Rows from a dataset
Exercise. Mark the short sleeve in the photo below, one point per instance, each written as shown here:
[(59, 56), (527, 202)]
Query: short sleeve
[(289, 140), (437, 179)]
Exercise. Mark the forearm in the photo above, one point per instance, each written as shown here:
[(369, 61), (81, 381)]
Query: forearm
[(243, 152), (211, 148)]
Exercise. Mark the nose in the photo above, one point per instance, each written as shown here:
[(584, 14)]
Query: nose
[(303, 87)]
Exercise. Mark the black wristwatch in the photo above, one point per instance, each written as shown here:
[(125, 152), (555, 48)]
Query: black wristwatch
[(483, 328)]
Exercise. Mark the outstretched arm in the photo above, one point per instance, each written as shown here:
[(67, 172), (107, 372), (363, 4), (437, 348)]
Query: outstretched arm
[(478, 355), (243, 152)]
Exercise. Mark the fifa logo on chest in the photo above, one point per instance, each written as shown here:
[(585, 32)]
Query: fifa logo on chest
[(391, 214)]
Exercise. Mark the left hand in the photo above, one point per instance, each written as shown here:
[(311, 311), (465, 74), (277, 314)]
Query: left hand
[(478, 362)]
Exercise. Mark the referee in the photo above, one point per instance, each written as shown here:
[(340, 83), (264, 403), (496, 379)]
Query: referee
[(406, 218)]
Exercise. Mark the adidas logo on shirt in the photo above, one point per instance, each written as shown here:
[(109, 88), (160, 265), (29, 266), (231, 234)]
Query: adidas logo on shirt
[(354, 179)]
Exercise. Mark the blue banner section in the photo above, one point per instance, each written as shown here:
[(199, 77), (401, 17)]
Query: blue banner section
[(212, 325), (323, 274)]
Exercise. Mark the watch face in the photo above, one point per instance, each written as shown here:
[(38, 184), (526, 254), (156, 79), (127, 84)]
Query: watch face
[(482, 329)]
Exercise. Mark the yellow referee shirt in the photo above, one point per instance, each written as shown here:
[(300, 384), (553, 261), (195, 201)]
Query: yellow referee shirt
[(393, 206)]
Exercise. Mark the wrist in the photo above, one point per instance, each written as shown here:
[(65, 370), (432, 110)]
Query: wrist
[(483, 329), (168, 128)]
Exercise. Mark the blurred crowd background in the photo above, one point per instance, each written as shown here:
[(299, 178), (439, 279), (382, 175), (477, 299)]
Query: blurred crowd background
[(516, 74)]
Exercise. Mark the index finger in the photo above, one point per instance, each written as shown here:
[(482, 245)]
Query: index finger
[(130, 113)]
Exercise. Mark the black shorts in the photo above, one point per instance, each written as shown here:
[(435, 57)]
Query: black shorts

### [WRITTEN REQUEST]
Rewrite the records above with every "each written as shown here" changed to "each in the format shown here", and keep everything else unchanged.

### [RESULT OF THIS TASK]
Exercise. Mark the short sleeve in the photo below, one point per instance, each in the format shown here:
[(59, 56), (527, 202)]
Query: short sleeve
[(289, 140), (437, 179)]
Exercise. Mark the forearm in the photo above, one point per instance, each in the format shown here:
[(369, 61), (81, 381)]
Query: forearm
[(243, 152), (211, 148)]
Exercise. Mark the nose in the photo above, one point per instance, each in the format shown here:
[(584, 14)]
Query: nose
[(303, 87)]
Exercise. Mark the black wristwatch in the photo above, one point per instance, each in the format shown here:
[(125, 152), (555, 48)]
Query: black wristwatch
[(483, 328)]
Exercise. Mark the outstretched arm in the photo above, one point per instance, each in the format shown here:
[(67, 172), (107, 372), (363, 4), (437, 348)]
Query: outstretched arm
[(478, 355), (243, 152)]
Exercise. Mark the fifa logo on chest in the photo above, one point per instance, each in the format shown here:
[(585, 32)]
Query: fifa logo on chest
[(391, 214)]
Exercise. Mark the left hand in the photo above, one point per instance, each in the format shown here:
[(311, 311), (465, 74), (277, 314)]
Query: left hand
[(478, 362)]
Exercise. Mark the referee in the photo above, one point per instance, each in the format shown here:
[(340, 83), (264, 403), (496, 379)]
Query: referee
[(406, 218)]
Exercise. Mark the adidas logo on shirt in the photo above, one point per instance, each in the format shown here:
[(109, 88), (160, 265), (29, 266), (231, 234)]
Query: adidas logo on shirt
[(354, 179)]
Exercise. Mark the blue banner section in the photo above, one point per instance, each in the format shown here:
[(199, 77), (401, 17)]
Query: blue banner section
[(212, 325), (323, 274)]
Exercise. Mark the watch face in the photo above, one point per instance, each in the format shown here:
[(38, 184), (526, 254), (156, 79), (127, 84)]
Query: watch face
[(482, 329)]
Exercise. Mark the yellow referee shirt in the photo above, one point per instance, each in the format shown here:
[(300, 384), (553, 261), (195, 201)]
Query: yellow referee shirt
[(393, 206)]
Exercise. Mark the wrist in the photo above, one point per instance, each in the format shown here:
[(65, 370), (432, 110)]
Query: wrist
[(483, 329), (168, 128)]
Exercise. Mark the blurred crowd background in the photo above, one point per instance, each in the format shown here:
[(299, 178), (439, 279), (382, 175), (477, 299)]
Query: blurred crowd background
[(516, 74)]
Exercise. Mark the index finger in the photo above, one point per instance, each in the format shown here:
[(482, 245)]
Query: index finger
[(130, 113)]
Exercise. Mark the black shorts in the photo above, one point per instance, each in the format shown here:
[(435, 57)]
Query: black shorts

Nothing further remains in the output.